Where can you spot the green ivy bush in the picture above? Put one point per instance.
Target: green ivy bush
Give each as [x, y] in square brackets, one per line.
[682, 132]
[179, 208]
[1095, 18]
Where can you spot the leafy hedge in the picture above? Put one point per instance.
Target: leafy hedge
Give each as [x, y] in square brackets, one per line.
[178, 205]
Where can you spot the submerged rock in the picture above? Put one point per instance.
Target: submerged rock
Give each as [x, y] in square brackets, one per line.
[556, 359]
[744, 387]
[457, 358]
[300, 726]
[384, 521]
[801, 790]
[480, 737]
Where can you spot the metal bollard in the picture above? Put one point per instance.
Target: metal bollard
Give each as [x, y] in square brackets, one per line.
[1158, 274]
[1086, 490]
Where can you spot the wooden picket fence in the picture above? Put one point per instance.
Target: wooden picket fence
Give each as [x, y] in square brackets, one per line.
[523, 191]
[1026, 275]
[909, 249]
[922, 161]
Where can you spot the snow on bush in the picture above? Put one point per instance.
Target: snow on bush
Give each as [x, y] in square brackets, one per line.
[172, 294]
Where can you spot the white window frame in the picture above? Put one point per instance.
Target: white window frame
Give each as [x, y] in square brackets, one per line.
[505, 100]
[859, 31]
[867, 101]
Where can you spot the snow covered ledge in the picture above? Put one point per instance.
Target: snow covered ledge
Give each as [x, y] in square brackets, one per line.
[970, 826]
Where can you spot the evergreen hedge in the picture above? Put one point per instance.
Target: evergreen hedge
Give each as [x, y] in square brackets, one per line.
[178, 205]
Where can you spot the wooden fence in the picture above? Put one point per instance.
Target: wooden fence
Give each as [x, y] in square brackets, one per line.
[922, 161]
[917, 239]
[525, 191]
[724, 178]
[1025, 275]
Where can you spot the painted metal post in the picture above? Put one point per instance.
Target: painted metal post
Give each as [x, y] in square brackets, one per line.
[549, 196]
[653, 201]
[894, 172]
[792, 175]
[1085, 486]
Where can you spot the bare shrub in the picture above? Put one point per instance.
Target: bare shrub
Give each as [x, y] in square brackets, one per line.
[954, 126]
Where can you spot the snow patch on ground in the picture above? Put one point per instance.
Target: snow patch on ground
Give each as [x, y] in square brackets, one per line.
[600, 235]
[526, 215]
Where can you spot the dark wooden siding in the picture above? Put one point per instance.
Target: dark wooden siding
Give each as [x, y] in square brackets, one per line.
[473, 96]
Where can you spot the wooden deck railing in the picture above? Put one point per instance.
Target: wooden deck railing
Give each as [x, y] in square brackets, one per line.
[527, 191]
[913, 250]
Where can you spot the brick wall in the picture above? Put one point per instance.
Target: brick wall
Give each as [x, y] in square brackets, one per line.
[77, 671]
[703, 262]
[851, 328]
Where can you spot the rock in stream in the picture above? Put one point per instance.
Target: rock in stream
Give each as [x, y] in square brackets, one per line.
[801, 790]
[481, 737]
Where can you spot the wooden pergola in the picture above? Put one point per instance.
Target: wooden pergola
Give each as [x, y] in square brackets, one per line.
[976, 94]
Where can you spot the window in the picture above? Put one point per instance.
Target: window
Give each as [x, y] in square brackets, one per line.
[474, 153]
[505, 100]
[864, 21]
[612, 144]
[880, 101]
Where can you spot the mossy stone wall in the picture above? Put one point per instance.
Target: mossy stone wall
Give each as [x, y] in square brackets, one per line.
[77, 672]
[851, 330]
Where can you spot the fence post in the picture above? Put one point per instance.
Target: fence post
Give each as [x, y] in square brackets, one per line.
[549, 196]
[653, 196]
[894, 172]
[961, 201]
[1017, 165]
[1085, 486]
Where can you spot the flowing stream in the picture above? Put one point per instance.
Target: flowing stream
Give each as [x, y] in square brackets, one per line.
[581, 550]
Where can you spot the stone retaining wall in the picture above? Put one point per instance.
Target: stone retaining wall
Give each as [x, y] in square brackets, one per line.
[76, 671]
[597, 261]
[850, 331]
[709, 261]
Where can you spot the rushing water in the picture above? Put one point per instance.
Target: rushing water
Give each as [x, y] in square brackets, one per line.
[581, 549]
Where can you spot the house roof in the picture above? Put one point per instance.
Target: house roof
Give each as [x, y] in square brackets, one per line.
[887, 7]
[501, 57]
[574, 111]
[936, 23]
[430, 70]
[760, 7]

-- DESCRIPTION OF THE TASK --
Rewrite all of the items above, replacing every "instance" with "occurrence" and leaving everything else unchanged.

-- FULL ANSWER --
Where can you spot the green ivy bush in the picture above? Put one point per occurrence.
Target: green ivy bush
Give each as [x, y] in square brackets, one per line.
[682, 132]
[179, 208]
[1095, 18]
Where can you spot the leafy hedge in the picture above? Put one point per occurrence.
Target: leafy hedge
Give each as [x, y] in square brackets, one per line.
[178, 205]
Where can you spot the submerged rock in the picture above? Put one point per occurrence.
Target: submerged rock
Give each as [x, y] in square brackets, one per line.
[556, 359]
[744, 387]
[457, 358]
[300, 726]
[384, 521]
[801, 790]
[480, 737]
Where can you spot the metal bollard in the picture above? Put one point per occurrence.
Target: metal bollard
Give each as [x, y] in square brackets, one per line.
[1158, 274]
[1086, 490]
Where can you spot the wooden picket fence in the picture above? Put one point per occurrence.
Target: wooden picket fence
Give each as [x, y] in square brackets, one per line.
[523, 191]
[1026, 275]
[909, 249]
[922, 161]
Where can you spot the snow on bush in the picture above? Put one point per occurrence.
Target: snow on bush
Give each as [x, y] in square brackets, one per line.
[172, 294]
Where can you spot the white window frame in the picture above? Put one point per occurrence.
Target: white window frame
Give each as [x, y] in square brackets, one per line.
[505, 100]
[859, 31]
[867, 101]
Where can you spot the snow covered ledge in the picture above? Put one point per occurrence.
Target: snow covered ledge
Give each as [x, y] in square brackets, one per line.
[970, 826]
Where can you spot the evergreen hedge in the picture above? Put one point per occurrence.
Target: evergreen hedge
Give each as [x, y] in square brackets, one per line.
[178, 205]
Where can you spot the wooden fence in the picture above? Put one point per occurrence.
Target: wooden fence
Give each as [x, y] in square brackets, one per line.
[922, 161]
[917, 239]
[525, 191]
[724, 178]
[1025, 275]
Where can you spot the painted metal post in the picture above? Put one point per occurrence.
Target: painted metal post
Give each as [x, y] in square brackets, one per line.
[549, 196]
[653, 201]
[894, 172]
[792, 175]
[1085, 486]
Where can you spot the bare shrub in the picture above? Put one point per occurrence.
Target: bare shrub
Give each as [x, y] in square brackets, one per line.
[954, 126]
Where can you spot the snow patch on ground in the picture above? Put one point per occurrence.
Target: snow patch on ground
Give each as [x, y] in square brackets, one per line.
[600, 235]
[526, 215]
Where can you spot the dark wooden siding in the picture above? Put one point per occurrence.
Target: dark wooden siding
Give each as [x, y] in square brackets, one per line.
[473, 96]
Where can you spot the wooden deck railing in the picture above? Put one point per occurrence.
Target: wooden deck railing
Give each as [x, y] in square brackets, one per line.
[527, 191]
[913, 250]
Where can you spot the brick wall in the picture above? Put one point per occurrence.
Target: brick wall
Give each as [x, y] in square brackets, one per line.
[77, 671]
[703, 262]
[851, 328]
Where can you spot the rock in stream in the picture above? Put one point per occurrence.
Target: rock in stream
Give each as [x, y] in square brackets, one per line.
[801, 790]
[481, 737]
Where can you spot the wooden pergola in the picture above? Put one point per occurrence.
Target: wooden pergola
Give each as [x, y] in square brackets, one per line.
[976, 94]
Where can you spot the window in the picture above? Put one point per occurrence.
Target: window
Give each as [x, y] in square brackets, one per line.
[474, 153]
[505, 100]
[864, 21]
[612, 144]
[880, 101]
Where can you spot the mossy stone wall in the picture above? Put one point per occurrence.
Target: mossy stone wall
Give each as [x, y] in square brackets, one per line.
[77, 672]
[851, 330]
Where can you spot the fence post in the picture above? Put one point per occurrence.
Target: fence post
Give each as [x, y] in square brackets, one per line.
[549, 196]
[653, 196]
[894, 172]
[961, 201]
[1017, 165]
[1085, 486]
Where can you spot the flowing stream in the picture above? Put one point per occurrence.
Target: flowing stream
Give each as [x, y] in square brackets, one per line.
[581, 550]
Where can you spot the stone retaining wall in the picture above? Put one point per occurrence.
Target: stone retaining wall
Give each as [x, y] in square brackets, one per line.
[76, 671]
[597, 261]
[850, 331]
[709, 261]
Where can you spot the rushing water in the picture above? Put one point per occurrence.
Target: rushing water
Give each as [x, y] in square brackets, one per line.
[581, 549]
Where can you spot the house roof in the picture above? Put one point per occurrence.
Target: house roof
Give each as [x, y] in square brackets, one per line.
[887, 7]
[501, 57]
[574, 111]
[936, 23]
[430, 70]
[760, 7]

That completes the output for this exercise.